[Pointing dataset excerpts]
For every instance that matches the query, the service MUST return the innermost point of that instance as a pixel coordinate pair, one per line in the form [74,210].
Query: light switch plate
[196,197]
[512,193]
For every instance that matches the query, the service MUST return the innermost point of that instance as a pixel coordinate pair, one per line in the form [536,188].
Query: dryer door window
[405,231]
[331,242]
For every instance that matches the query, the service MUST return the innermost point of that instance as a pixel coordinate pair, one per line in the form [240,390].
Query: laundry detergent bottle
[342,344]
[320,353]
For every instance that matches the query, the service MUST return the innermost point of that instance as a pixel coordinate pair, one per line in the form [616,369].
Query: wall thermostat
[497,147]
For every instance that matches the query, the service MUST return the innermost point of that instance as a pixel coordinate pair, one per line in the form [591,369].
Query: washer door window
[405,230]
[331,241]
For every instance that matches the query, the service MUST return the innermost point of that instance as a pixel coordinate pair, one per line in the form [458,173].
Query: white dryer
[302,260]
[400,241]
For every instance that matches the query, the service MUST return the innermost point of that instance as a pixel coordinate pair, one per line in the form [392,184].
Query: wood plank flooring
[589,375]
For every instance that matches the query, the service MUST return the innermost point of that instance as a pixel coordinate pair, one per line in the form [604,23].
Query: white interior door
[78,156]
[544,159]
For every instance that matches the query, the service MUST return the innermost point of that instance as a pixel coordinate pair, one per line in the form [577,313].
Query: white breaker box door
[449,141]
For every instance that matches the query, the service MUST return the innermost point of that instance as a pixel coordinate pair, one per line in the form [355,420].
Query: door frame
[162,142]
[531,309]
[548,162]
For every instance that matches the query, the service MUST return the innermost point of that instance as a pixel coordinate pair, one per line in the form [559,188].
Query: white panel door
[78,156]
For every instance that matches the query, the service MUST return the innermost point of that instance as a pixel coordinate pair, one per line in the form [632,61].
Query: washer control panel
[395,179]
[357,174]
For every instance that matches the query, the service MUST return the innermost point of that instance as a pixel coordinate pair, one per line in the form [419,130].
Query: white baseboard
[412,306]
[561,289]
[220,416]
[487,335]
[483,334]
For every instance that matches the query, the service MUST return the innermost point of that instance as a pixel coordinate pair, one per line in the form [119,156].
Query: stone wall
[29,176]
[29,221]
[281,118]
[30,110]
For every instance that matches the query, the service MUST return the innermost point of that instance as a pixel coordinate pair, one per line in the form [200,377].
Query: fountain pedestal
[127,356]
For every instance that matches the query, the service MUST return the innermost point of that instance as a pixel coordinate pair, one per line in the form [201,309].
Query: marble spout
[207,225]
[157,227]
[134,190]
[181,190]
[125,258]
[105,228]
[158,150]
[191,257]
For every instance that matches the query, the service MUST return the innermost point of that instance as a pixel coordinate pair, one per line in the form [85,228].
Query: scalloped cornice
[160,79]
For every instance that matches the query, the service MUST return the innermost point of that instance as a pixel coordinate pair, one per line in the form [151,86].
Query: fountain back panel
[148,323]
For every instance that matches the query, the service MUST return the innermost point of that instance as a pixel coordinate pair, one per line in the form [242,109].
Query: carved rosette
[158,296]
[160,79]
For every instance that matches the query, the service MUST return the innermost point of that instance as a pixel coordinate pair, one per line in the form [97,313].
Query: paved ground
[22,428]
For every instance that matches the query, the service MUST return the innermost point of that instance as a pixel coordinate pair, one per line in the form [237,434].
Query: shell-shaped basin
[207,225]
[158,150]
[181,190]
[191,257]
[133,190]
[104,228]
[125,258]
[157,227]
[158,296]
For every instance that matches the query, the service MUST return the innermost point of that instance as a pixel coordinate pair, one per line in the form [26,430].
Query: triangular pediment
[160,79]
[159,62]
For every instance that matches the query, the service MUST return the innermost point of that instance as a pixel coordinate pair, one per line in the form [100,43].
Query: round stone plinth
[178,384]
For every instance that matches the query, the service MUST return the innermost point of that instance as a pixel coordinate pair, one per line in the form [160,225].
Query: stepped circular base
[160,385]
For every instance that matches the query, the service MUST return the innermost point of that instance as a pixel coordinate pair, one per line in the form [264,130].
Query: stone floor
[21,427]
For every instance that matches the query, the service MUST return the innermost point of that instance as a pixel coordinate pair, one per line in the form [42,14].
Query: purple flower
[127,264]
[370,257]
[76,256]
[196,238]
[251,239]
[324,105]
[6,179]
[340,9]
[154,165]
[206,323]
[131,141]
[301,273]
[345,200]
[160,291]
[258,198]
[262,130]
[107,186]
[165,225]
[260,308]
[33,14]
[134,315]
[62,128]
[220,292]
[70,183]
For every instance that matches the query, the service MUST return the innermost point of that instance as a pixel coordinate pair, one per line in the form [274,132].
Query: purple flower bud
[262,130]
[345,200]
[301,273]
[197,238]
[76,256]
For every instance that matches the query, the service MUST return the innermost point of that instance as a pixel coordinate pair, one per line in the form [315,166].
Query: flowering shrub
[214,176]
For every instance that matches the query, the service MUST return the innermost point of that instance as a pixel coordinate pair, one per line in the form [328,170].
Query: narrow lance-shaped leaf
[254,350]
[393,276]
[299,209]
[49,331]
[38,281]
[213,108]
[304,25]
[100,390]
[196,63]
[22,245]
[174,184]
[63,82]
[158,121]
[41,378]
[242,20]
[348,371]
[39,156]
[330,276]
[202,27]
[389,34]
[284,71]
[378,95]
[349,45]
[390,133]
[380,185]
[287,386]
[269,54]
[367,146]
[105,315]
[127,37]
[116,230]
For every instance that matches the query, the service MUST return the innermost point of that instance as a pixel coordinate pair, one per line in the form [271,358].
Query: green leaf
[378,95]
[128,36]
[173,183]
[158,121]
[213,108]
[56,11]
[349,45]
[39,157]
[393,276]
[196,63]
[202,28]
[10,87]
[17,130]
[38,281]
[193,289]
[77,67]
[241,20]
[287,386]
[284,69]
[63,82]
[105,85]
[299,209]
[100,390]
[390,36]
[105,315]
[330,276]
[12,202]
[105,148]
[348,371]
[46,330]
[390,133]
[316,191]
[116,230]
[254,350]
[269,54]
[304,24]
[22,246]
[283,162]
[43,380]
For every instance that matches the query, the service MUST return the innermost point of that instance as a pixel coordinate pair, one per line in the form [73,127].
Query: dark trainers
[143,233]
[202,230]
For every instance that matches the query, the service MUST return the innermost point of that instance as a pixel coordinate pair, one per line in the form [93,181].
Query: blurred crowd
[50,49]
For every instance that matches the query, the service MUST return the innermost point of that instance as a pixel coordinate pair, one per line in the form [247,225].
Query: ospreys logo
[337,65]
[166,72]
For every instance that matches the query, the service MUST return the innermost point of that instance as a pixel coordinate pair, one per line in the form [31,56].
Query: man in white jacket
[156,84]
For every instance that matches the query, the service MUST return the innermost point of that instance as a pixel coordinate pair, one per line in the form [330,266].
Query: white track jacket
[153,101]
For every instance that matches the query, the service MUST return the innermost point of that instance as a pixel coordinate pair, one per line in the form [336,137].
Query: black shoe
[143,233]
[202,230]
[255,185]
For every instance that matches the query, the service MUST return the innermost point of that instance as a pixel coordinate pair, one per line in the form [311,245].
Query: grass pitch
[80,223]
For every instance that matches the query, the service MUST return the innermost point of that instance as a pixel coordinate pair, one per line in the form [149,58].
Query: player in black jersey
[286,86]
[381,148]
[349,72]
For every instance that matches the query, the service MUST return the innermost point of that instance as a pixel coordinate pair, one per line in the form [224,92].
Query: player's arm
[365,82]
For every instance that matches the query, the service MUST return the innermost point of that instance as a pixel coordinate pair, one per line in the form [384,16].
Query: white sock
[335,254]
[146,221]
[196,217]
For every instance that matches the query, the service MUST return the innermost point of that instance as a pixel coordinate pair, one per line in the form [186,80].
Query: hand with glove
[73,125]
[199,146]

--- EXERCISE GOAL ---
Reproduce verbatim the part of the records that opens with the line containing "the form [31,56]." and runs through the end of the records.

--- TASK RESULT ---
For every instance that matches the query, the service MUST return the innermost point of that instance as a pixel coordinate pair, one per line in the form [31,56].
Query: man in white jacket
[156,84]
For every instance that matches the query, the service MUST return the innermost point of that instance as a pixel coordinate pair, one per line in the form [330,266].
Query: white track jacket
[153,101]
For every instance that matches the query, the service MUST return the innermost point of that instance as a pixel coordinate pair, one per line in the form [336,137].
Query: black shoe
[143,233]
[202,230]
[255,185]
For every instance that matches the query, the service MUST return the innermost point of that instance as a pixel coordinate pair, one per line in the form [311,245].
Query: grass pitch
[80,223]
For every instance that matches the query, the service MUST return the innermost point of that instance as a pixel coordinate pair, one per line in the form [149,58].
Query: player in black jersey
[286,86]
[381,148]
[349,72]
For every instance that matches the query, the service MUST return the innermost point of that instance as a pixel coordinate pair, one per line in the form [224,92].
Query: player's arm
[365,82]
For every instance that matches the query, the service MUST return the innermost point of that instance as a pixel coordinate pair, one per line in the form [384,16].
Query: white sock
[335,254]
[146,221]
[196,217]
For every instance that matches the query, the service MUST return the innermost point of that instance as a pixel coordinate pair, one per line in the form [186,80].
Query: hand with glove
[73,125]
[199,146]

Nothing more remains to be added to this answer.